# Inbreeding?



## Uncle Rico (Sep 4, 2005)

My school of piranhas were bred from siblings (which had unrelated parents). They are very healthy and active, and are actually very brave for reds. I was wondering if allowing them to spawn in order to fill a 300 gallon tank would result in inferior offspring. I don't have much experience with or know much about the effects of inbreeding fish. I could cull the "bad fish" but I don't know if this will be enough. Would two generations of inbreeding be too much? Either way I would keep all the fish to myself (whether as pets or as culls) and never give them away or sell them.


----------



## CLUSTER ONE (Aug 2, 2006)

Uncle Rico said:


> My school of piranhas were bred from siblings (which had unrelated parents). They are very healthy and active, and are actually very brave for reds. I was wondering if allowing them to spawn in order to fill a 300 gallon tank would result in inferior offspring. I don't have much experience with or know much about the effects of inbreeding fish. I could cull the "bad fish" but I don't know if this will be enough. Would two generations of inbreeding be too much? Either way I would keep all the fish to myself (whether as pets or as culls) and never give them away or sell them.


 I dont think it should be a probelem but new geners would always be best. If your getting abnormalities from inbreeding it would probably be from more then just 2 generations


----------



## Hogdog (Feb 1, 2010)

With species like Piranha they tend to carry very few 'bad genes' because natural selection is so hard on them in the wild. Abnormal ones get picked off pretty quickly so they should be able to withstand a fair amount of inbreeding. It may be many generations before you start seeing abnormalities...it's not just deformities you're looking for though - poor immune systems, size, infertility etc are all potential problems.


----------



## CLUSTER ONE (Aug 2, 2006)

^agreeed

One of the resons i dont care much about cannibilism is 1 i cant house 1000 babies and 2 the strong will remain


----------



## Pirambeba (Feb 1, 2010)

You can also try introducing a few extra fish from a different source and hopefully they will also breed with your current stock.


----------



## Sacrifice (Sep 24, 2006)

IMO you'll be fine. It should take more then 2 generations to see any significant deformaties. I had this same conversation with a biologist just a few weeks ago.


----------



## Parsa (Nov 12, 2008)

8 genereations is the limit


----------

INFORMATION PROVIDED:
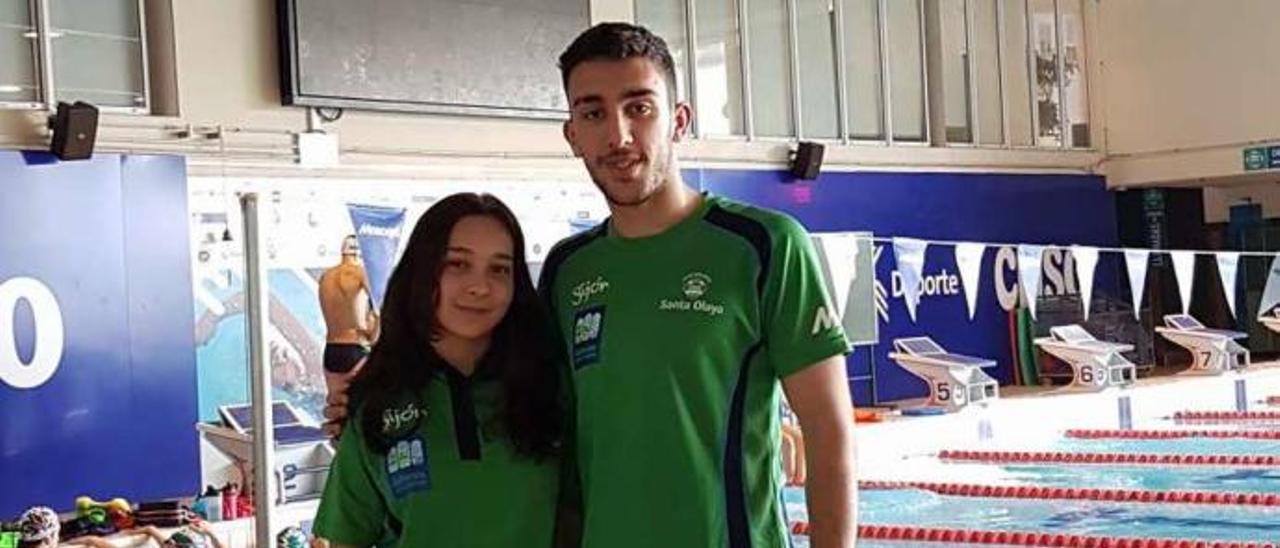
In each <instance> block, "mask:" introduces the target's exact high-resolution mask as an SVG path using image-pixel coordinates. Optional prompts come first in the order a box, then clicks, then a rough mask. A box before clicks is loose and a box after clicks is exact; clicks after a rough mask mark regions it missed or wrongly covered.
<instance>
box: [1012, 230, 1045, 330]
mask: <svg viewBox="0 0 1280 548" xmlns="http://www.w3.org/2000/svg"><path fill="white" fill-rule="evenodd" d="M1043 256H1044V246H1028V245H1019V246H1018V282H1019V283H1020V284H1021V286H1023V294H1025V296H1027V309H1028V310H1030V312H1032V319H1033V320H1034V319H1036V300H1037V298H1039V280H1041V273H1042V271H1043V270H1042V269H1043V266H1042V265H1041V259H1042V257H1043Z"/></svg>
* * *
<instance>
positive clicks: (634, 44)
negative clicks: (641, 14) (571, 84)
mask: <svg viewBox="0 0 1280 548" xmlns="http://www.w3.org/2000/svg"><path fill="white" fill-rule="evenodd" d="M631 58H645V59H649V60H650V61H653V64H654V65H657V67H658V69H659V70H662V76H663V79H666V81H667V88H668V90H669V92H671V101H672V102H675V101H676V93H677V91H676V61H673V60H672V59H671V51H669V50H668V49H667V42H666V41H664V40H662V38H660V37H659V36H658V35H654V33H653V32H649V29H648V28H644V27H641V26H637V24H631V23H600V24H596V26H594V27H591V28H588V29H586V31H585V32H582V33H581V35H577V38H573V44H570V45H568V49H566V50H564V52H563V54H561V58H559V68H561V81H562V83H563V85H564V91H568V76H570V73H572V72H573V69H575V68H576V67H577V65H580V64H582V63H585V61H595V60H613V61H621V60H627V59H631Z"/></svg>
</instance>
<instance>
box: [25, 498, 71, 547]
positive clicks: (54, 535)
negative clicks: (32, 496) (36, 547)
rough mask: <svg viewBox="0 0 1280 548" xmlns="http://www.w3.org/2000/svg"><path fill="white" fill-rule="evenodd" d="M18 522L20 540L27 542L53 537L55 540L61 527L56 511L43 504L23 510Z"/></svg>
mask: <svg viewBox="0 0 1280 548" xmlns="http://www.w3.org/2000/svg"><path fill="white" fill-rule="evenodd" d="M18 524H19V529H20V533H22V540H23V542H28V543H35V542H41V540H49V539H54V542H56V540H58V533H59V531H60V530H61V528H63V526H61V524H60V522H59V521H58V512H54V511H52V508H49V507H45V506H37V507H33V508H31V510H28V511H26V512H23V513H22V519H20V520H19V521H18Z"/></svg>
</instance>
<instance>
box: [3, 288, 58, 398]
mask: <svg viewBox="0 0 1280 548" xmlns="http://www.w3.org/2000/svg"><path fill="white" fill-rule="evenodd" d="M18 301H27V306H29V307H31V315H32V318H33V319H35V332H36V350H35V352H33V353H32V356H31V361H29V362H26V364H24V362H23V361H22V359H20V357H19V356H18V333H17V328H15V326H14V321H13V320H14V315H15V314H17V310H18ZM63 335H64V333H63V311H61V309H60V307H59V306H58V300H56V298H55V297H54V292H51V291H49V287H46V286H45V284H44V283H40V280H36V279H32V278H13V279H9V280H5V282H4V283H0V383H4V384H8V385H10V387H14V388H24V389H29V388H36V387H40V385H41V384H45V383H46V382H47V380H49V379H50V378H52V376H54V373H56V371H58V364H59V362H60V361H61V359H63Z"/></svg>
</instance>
...
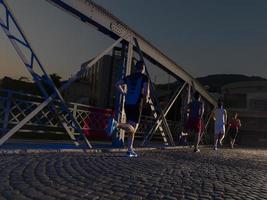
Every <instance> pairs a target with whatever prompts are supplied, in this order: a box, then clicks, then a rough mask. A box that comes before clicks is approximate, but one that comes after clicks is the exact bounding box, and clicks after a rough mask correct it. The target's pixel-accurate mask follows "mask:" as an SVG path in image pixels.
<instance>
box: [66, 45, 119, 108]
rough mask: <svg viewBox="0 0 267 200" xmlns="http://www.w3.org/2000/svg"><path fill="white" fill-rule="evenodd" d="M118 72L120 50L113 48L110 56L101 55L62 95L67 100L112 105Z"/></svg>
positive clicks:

WORK TASK:
Copy the whole piranha inbreeding thread word for word. The items come from a separate source.

EXERCISE RESULT:
# Inbreeding?



## Uncle Rico (Sep 4, 2005)

My school of piranhas were bred from siblings (which had unrelated parents). They are very healthy and active, and are actually very brave for reds. I was wondering if allowing them to spawn in order to fill a 300 gallon tank would result in inferior offspring. I don't have much experience with or know much about the effects of inbreeding fish. I could cull the "bad fish" but I don't know if this will be enough. Would two generations of inbreeding be too much? Either way I would keep all the fish to myself (whether as pets or as culls) and never give them away or sell them.


----------



## CLUSTER ONE (Aug 2, 2006)

Uncle Rico said:


> My school of piranhas were bred from siblings (which had unrelated parents). They are very healthy and active, and are actually very brave for reds. I was wondering if allowing them to spawn in order to fill a 300 gallon tank would result in inferior offspring. I don't have much experience with or know much about the effects of inbreeding fish. I could cull the "bad fish" but I don't know if this will be enough. Would two generations of inbreeding be too much? Either way I would keep all the fish to myself (whether as pets or as culls) and never give them away or sell them.


 I dont think it should be a probelem but new geners would always be best. If your getting abnormalities from inbreeding it would probably be from more then just 2 generations


----------



## Hogdog (Feb 1, 2010)

With species like Piranha they tend to carry very few 'bad genes' because natural selection is so hard on them in the wild. Abnormal ones get picked off pretty quickly so they should be able to withstand a fair amount of inbreeding. It may be many generations before you start seeing abnormalities...it's not just deformities you're looking for though - poor immune systems, size, infertility etc are all potential problems.


----------



## CLUSTER ONE (Aug 2, 2006)

^agreeed

One of the resons i dont care much about cannibilism is 1 i cant house 1000 babies and 2 the strong will remain


----------



## Pirambeba (Feb 1, 2010)

You can also try introducing a few extra fish from a different source and hopefully they will also breed with your current stock.


----------



## Sacrifice (Sep 24, 2006)

IMO you'll be fine. It should take more then 2 generations to see any significant deformaties. I had this same conversation with a biologist just a few weeks ago.


----------



## Parsa (Nov 12, 2008)

8 genereations is the limit


----------